> Dataset excerpts
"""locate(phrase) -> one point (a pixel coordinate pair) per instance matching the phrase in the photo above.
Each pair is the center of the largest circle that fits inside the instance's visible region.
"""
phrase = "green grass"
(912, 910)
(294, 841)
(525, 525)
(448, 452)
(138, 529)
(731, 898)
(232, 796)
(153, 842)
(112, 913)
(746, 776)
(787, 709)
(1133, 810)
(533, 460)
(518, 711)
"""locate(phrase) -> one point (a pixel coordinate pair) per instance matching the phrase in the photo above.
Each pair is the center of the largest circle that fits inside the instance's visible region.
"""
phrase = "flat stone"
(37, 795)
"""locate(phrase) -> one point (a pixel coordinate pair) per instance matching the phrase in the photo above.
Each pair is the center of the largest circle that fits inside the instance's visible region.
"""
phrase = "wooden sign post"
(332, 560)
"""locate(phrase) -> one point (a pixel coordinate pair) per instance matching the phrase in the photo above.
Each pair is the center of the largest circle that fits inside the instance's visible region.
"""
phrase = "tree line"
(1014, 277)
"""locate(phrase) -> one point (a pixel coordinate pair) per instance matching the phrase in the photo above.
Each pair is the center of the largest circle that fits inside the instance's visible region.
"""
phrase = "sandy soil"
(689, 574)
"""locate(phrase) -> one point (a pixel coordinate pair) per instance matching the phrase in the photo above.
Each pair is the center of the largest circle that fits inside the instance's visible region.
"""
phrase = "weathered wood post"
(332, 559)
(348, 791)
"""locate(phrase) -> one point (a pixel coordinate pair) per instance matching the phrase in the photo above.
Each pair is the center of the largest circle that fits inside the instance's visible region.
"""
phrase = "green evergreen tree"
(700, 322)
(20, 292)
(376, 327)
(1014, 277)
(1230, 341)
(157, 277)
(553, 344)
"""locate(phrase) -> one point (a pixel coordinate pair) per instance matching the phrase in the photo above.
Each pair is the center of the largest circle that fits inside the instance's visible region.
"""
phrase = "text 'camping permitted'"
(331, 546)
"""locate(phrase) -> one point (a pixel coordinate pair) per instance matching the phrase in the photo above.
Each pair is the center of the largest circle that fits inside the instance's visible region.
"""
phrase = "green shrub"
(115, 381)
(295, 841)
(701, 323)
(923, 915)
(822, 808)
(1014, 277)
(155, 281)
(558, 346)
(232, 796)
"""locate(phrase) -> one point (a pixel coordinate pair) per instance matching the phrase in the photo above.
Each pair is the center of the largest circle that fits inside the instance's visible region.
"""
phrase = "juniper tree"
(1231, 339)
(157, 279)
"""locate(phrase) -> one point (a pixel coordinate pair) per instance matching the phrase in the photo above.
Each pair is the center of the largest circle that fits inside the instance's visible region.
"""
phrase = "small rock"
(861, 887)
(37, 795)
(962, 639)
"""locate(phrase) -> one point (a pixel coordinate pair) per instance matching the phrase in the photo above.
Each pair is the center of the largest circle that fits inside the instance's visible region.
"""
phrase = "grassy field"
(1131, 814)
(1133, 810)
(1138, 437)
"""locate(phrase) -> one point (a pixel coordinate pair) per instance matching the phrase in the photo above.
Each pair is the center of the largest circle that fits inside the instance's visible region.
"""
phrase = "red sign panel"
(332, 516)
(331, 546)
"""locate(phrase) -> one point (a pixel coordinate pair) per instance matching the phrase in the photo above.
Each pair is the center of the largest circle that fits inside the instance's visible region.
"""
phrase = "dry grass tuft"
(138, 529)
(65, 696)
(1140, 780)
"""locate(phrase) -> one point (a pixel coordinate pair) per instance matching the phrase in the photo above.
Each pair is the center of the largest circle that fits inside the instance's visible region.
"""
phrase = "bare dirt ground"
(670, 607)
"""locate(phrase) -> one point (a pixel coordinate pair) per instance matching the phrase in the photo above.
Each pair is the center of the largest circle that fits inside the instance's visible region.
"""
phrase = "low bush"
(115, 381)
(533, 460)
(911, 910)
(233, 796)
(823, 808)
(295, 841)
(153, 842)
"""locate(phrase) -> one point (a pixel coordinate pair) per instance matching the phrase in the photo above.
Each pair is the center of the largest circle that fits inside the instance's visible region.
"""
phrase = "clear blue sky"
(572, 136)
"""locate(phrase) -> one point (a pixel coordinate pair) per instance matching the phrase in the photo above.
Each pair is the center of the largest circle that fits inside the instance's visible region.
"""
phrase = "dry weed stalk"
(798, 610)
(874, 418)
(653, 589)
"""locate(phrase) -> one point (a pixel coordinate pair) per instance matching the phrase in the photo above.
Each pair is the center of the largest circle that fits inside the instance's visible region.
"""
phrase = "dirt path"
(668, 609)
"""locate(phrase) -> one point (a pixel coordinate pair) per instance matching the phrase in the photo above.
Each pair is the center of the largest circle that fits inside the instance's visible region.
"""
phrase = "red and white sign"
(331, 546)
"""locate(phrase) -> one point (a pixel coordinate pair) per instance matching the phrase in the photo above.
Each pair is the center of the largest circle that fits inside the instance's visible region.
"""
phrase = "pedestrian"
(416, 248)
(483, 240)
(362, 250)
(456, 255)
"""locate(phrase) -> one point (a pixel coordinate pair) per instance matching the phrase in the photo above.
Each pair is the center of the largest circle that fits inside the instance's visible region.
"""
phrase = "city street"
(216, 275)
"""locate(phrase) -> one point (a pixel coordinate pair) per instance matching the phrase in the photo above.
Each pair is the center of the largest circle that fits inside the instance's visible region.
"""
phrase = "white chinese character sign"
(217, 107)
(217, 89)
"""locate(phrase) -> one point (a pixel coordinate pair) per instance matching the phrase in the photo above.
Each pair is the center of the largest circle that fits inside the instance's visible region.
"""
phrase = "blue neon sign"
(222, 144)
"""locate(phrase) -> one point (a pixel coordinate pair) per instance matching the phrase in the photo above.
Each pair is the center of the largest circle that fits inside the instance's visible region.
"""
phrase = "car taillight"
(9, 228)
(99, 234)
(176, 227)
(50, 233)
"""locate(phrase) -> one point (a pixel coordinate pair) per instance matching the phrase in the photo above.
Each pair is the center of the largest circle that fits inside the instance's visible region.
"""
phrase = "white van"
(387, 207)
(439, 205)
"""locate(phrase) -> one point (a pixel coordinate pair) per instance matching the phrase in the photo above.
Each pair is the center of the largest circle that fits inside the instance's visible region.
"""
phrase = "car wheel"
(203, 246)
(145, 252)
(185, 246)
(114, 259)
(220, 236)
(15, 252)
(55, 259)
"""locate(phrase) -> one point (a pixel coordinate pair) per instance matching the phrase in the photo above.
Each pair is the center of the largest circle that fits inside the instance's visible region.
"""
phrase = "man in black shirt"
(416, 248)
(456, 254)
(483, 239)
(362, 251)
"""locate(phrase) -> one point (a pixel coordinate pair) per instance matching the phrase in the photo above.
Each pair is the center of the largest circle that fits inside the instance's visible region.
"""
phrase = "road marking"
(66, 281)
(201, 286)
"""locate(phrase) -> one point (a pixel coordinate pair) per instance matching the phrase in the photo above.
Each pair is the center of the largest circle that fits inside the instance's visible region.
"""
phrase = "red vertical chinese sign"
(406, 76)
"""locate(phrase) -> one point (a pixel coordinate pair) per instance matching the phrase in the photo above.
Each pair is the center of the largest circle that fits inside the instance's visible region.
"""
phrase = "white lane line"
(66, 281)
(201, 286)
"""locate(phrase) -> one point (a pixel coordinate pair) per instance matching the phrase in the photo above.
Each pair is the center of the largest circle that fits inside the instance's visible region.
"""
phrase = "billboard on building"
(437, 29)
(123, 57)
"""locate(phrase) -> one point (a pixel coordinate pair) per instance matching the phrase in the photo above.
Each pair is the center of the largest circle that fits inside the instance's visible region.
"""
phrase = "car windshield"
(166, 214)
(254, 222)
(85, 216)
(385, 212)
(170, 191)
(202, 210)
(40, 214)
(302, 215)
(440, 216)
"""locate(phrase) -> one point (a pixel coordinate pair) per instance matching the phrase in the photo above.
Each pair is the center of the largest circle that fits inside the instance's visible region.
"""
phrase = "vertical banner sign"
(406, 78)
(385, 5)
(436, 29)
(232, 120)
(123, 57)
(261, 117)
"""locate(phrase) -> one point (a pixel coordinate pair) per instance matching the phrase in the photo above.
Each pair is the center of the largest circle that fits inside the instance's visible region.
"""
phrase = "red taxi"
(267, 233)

> Given exercise
Find every line in the records above that contains the word "green" with the same capitalization, and copy each of those lines.

> Answer below
phrase = "green grass"
phrase = "green evergreen tree"
phrase = "green shrub"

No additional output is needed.